> _RECORDS FOR PROCESSING_

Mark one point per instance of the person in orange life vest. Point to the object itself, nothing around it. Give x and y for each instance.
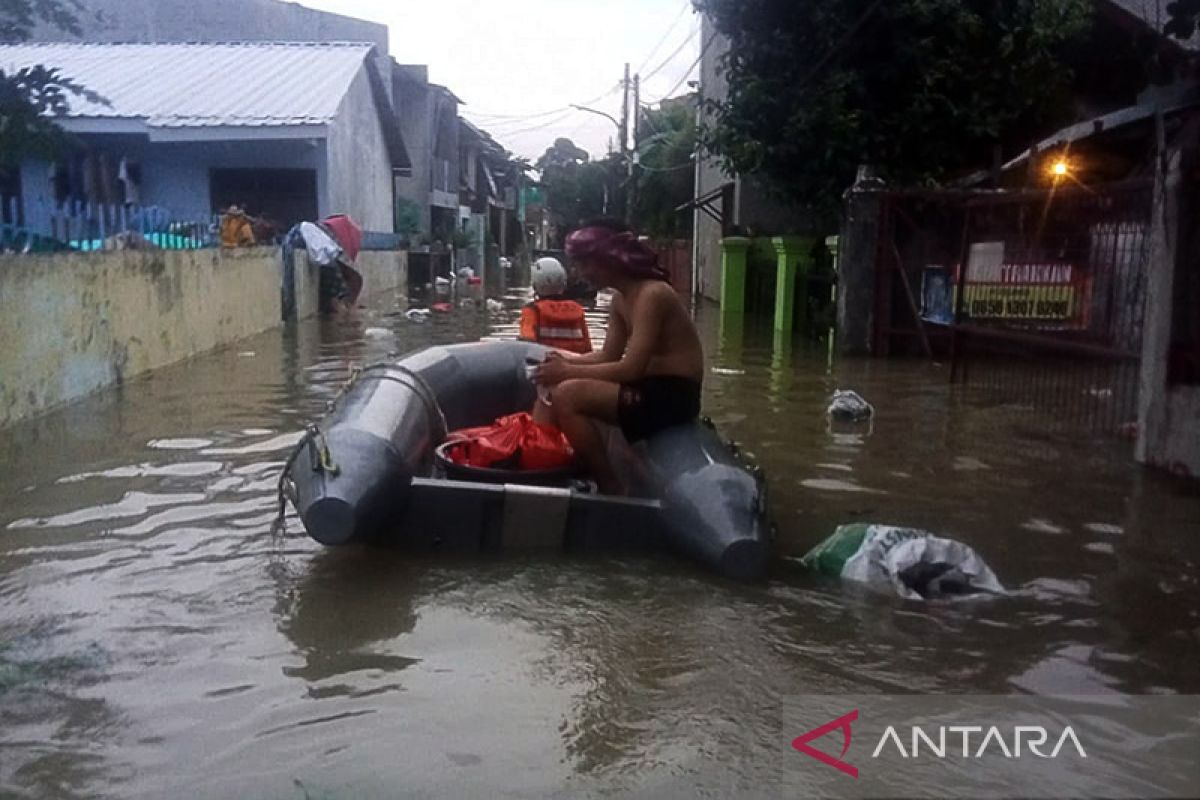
(551, 319)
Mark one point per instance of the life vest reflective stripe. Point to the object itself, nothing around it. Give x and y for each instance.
(558, 324)
(546, 331)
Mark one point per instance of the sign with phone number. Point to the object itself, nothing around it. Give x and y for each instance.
(1035, 302)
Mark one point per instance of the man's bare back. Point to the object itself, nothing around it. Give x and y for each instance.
(676, 350)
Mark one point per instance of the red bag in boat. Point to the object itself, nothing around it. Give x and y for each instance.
(511, 441)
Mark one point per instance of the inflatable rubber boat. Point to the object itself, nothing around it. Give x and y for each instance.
(369, 473)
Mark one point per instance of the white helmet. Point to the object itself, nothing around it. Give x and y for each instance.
(549, 277)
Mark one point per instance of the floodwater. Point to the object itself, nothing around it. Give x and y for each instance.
(156, 639)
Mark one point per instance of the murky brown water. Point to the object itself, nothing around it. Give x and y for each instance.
(155, 639)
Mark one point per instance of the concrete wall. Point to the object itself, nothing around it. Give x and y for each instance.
(78, 323)
(415, 109)
(1169, 415)
(213, 20)
(382, 270)
(175, 175)
(359, 170)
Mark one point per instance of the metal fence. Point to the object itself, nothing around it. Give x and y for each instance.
(85, 227)
(1049, 300)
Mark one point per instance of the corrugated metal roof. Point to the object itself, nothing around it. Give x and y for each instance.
(198, 85)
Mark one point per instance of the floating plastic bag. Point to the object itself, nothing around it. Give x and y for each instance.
(513, 441)
(850, 405)
(906, 561)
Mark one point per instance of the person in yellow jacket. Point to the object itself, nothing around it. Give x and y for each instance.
(551, 319)
(237, 228)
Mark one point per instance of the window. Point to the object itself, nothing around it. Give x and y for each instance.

> _REQUIRED WORK_
Copy out the listing above word for word from beginning to end, leaving out the picture.

> _ANSWER TO THE PROBLEM_
Mark one point per instance of the person in orange life vest. Point to the object itself, nothing around it. Give x and y for each instance.
(551, 319)
Mark one point per instance of the life vest reflective stripe. Point to the object itself, nothing around it. Give x and y for each instance.
(558, 324)
(546, 331)
Mark one point per instance of the sign with phone number. Point to the object itself, nothing around it. Give x and y for each instance.
(1035, 302)
Mark one point per instance of the man's bare back. Point to the object itself, nothing around it. Give x and y for each instance.
(676, 350)
Mark one point per instance of the red bag in boat. Point to the object itself, nothing around it. Give x and y for each instance.
(511, 441)
Mark one point per instance of the inflatable rubber boat. Point to the object itself, nothing around it. Give x and y for each instance.
(369, 473)
Mark one point per instance of the white helmet. Point to the object itself, nothing around it. Give x and y for each instance.
(549, 277)
Mark one point per instance of the floodwater. Point to the object itself, nothing around it. Give x and y for each instance.
(156, 639)
Mark one point per instance of the murky brown water. Point to the object itself, nothing around it. Give x and y for each instance.
(155, 639)
Mark one point per instance of the concrete wall. Point to the object itself, nothing around it. Give x and y for each instance.
(78, 323)
(415, 109)
(1169, 415)
(213, 20)
(382, 270)
(175, 175)
(359, 170)
Mark one point per instance of the metal fence. Point to the object itself, nothing around it. Give x and y for each instance.
(85, 227)
(1049, 300)
Mark one point per instance of the corrugated metal roof. Point to the object itself, nothing around it. Give x and y for each instance.
(198, 85)
Mark one point per instance of the floating plastic bag. Point to the object itself, nothing around it. Give x and y for each instance.
(513, 441)
(850, 405)
(906, 561)
Mark one point per instance of the person in yellow jacket. Point to the object itself, nothing around it. Give x and y for each instance.
(551, 319)
(237, 228)
Mark one point per instance of the window. Point to the object itself, nothing around it. Give x and y for each instance.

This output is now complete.